▸ **Requirements**: Which lines in the records below contain the string "woman"? Collect every one of them, treating uppercase and lowercase as different.

--- Start of Material ---

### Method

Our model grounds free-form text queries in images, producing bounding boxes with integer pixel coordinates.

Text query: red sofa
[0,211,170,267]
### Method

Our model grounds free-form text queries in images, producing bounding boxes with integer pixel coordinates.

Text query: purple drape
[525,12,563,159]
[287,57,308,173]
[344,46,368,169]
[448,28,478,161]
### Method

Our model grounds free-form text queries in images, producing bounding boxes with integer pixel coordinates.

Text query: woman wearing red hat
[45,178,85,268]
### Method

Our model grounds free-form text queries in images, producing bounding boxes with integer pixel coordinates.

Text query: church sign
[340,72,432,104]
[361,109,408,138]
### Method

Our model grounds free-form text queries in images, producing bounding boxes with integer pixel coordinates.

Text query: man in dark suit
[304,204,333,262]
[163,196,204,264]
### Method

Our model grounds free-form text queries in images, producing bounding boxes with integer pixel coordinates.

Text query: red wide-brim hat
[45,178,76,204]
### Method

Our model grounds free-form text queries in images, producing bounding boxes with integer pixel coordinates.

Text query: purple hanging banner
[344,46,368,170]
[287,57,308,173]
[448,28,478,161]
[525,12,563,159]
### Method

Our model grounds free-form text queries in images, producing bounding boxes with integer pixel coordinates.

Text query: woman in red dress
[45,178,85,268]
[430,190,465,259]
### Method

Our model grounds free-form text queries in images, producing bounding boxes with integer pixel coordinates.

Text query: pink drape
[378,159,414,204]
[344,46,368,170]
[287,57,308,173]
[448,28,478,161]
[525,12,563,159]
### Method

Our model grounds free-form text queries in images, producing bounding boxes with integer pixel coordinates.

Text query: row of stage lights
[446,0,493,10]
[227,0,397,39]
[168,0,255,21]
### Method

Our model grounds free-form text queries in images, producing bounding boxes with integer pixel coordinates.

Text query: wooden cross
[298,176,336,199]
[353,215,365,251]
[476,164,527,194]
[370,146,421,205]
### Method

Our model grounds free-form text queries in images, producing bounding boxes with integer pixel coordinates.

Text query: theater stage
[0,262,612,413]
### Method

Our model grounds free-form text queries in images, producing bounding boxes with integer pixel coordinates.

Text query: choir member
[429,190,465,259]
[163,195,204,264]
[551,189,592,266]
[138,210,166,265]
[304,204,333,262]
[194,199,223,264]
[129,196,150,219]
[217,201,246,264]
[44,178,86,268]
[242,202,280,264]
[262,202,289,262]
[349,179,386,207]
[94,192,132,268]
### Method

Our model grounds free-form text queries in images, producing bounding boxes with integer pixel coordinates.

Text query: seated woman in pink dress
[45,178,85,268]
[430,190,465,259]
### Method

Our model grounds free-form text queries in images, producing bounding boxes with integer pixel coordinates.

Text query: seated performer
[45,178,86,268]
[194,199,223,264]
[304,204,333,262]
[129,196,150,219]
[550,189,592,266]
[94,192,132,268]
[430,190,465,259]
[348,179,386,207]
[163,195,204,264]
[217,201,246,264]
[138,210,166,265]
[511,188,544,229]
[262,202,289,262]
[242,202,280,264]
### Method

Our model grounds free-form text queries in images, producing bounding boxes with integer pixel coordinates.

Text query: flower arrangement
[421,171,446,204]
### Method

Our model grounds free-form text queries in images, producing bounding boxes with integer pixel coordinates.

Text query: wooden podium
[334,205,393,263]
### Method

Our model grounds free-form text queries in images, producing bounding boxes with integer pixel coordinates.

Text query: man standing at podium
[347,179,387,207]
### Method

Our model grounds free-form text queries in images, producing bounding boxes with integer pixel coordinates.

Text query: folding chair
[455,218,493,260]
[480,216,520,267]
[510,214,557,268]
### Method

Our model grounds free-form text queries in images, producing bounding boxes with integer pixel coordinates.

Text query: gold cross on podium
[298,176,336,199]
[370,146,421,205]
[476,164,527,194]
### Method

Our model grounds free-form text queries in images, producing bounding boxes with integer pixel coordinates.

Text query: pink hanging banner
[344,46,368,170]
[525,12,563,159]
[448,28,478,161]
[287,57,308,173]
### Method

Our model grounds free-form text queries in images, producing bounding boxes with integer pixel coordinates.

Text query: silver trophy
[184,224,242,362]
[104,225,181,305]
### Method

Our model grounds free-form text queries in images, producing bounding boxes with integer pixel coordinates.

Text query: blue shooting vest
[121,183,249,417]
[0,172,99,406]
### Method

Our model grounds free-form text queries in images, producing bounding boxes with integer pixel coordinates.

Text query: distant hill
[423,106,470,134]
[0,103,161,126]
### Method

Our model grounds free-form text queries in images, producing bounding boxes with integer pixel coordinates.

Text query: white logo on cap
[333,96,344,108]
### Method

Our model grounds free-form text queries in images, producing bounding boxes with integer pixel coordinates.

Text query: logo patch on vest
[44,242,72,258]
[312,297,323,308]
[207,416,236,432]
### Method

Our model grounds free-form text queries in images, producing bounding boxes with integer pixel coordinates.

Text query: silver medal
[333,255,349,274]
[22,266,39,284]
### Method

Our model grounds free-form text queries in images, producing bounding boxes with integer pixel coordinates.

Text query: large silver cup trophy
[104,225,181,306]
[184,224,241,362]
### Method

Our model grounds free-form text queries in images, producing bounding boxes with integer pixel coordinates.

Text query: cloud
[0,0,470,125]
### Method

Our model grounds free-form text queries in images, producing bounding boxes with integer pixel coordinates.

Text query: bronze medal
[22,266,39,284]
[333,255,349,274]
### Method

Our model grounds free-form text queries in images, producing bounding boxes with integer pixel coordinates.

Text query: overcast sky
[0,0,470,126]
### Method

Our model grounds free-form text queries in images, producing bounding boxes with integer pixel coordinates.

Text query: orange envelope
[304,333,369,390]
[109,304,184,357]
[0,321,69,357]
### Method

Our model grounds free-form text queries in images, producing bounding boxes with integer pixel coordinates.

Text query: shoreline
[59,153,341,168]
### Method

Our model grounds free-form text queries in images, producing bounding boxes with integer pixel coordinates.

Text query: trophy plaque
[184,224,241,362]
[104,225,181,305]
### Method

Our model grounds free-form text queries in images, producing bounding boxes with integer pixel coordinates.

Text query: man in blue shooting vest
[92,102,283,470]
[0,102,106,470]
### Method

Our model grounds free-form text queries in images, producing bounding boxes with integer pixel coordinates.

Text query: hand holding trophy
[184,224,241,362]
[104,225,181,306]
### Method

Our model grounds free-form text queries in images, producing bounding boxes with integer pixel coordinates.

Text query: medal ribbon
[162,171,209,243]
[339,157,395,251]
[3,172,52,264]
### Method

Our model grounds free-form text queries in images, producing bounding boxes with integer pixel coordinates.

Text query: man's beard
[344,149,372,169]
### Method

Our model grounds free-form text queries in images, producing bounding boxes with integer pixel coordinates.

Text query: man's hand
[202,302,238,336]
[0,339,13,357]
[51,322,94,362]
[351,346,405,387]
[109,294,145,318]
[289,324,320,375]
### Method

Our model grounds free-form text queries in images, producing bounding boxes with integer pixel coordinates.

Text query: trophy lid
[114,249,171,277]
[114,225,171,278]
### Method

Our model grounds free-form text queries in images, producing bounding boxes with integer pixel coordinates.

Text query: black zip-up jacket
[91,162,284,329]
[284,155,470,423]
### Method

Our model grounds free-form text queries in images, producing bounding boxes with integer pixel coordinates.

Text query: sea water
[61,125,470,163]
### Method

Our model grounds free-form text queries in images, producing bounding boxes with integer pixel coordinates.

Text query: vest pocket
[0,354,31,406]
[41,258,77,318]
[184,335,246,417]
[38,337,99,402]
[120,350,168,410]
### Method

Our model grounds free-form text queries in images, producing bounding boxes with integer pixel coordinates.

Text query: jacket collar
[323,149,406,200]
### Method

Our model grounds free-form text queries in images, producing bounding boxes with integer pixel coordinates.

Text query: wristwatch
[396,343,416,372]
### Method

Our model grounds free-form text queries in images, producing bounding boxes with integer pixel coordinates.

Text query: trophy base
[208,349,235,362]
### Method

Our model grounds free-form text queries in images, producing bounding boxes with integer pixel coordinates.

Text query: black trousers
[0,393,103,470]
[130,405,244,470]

--- End of Material ---
--- Start of Material ---

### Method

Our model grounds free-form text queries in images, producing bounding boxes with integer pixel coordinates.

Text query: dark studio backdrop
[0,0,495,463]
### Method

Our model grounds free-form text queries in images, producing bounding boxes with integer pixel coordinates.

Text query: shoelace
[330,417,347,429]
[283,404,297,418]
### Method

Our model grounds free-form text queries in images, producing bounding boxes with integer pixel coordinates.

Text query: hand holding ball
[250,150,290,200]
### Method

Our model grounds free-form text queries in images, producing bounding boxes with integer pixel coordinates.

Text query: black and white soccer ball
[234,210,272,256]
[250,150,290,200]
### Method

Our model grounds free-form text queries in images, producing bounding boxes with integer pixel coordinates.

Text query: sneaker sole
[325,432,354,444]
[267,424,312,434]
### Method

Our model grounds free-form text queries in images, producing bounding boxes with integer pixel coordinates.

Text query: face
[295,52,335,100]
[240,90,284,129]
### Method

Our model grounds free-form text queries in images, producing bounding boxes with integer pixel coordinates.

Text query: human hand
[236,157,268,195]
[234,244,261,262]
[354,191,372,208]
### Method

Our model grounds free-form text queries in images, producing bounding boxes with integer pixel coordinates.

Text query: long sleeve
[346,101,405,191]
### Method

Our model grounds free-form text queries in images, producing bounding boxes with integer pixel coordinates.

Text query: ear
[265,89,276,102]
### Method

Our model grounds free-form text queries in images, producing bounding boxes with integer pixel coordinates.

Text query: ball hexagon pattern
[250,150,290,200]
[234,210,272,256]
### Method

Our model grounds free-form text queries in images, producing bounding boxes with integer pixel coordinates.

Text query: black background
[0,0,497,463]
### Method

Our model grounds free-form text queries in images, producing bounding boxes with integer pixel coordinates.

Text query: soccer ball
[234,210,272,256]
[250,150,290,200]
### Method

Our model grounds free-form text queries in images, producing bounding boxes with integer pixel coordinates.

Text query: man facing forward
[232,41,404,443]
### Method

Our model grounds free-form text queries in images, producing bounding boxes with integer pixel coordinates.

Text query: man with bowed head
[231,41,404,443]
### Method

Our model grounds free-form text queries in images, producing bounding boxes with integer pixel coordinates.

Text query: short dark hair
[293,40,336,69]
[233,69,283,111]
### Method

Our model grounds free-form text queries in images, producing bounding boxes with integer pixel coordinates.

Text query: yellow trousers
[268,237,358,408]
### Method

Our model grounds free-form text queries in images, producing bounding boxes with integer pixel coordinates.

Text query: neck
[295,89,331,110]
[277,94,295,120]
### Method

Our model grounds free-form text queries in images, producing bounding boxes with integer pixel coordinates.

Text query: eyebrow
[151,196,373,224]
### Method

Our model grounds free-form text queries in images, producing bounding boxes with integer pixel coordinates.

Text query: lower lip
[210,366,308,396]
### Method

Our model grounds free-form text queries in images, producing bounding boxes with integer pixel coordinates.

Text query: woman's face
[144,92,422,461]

--- End of Material ---
--- Start of Material ---

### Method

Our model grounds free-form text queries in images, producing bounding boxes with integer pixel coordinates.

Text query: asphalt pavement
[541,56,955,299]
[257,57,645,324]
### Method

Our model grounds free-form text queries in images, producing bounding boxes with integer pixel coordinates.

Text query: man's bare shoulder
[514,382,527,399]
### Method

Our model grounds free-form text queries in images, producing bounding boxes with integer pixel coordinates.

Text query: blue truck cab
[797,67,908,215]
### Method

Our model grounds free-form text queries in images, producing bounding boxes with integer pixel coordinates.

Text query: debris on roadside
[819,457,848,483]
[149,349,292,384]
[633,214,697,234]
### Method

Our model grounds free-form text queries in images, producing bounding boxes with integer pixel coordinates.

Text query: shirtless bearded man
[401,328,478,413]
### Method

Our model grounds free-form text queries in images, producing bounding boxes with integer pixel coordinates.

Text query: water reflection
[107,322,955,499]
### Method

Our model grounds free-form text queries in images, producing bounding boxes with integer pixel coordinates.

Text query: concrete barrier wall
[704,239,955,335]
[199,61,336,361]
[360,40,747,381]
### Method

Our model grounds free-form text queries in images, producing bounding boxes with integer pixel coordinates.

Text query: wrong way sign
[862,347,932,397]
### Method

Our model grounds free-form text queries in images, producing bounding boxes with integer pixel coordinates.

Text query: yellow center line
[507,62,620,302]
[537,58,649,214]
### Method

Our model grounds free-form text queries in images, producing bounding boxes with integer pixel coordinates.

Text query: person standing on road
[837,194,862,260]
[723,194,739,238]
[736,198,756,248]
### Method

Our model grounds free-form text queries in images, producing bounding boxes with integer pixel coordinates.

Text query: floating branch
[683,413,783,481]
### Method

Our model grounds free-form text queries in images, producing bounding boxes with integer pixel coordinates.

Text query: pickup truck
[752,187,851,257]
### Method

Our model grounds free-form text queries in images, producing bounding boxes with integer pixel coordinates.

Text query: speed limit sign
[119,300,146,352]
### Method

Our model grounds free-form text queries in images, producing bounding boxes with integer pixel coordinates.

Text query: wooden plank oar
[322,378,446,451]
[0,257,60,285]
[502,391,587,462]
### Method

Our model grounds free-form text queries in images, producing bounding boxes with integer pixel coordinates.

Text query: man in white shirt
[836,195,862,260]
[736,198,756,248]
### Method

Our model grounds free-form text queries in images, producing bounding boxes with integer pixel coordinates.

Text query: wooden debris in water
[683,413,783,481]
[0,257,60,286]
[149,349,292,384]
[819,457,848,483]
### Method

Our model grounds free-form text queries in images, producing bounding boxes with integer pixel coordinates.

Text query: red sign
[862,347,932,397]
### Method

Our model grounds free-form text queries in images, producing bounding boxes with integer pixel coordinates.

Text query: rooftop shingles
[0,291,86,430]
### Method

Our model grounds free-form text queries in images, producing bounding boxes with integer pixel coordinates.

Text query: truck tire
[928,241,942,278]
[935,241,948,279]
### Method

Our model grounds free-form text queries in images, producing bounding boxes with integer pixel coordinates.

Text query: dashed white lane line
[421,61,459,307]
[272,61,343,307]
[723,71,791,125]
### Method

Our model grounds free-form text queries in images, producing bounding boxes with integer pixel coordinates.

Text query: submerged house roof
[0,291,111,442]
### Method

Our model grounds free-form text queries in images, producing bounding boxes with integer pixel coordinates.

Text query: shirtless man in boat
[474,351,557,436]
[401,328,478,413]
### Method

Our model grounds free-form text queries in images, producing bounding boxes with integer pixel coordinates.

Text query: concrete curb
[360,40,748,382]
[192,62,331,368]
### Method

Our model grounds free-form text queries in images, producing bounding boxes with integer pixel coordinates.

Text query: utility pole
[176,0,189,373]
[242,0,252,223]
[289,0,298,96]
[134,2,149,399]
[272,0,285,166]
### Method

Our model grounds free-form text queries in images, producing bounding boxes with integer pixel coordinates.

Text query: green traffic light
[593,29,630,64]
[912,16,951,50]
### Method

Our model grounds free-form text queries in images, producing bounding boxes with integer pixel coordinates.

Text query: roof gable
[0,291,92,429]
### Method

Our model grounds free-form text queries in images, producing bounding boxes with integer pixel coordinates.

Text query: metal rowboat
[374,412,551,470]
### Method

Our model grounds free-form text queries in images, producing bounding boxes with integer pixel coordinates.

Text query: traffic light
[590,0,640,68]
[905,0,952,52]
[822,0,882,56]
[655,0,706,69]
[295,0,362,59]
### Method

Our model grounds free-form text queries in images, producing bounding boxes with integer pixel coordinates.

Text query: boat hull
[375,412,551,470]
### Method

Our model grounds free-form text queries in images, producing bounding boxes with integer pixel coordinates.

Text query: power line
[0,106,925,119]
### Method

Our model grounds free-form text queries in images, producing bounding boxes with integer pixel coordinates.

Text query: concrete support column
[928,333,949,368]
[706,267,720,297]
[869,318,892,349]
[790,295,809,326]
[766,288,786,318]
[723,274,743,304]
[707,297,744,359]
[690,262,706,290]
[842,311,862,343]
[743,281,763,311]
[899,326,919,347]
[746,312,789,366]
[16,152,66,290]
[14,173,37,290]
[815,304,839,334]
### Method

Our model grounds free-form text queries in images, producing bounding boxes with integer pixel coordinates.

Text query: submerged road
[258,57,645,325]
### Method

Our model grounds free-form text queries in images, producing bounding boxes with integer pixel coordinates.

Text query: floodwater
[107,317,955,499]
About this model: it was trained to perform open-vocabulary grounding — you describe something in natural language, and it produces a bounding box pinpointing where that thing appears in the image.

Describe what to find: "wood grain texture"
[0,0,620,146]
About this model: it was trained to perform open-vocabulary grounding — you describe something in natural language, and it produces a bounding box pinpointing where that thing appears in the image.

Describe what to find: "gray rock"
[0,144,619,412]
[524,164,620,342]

--- End of Material ---

▸ **Output**:
Text query: woman wearing red hat
Text query: woman in red dress
Text query: seated woman in pink dress
Text query: woman's face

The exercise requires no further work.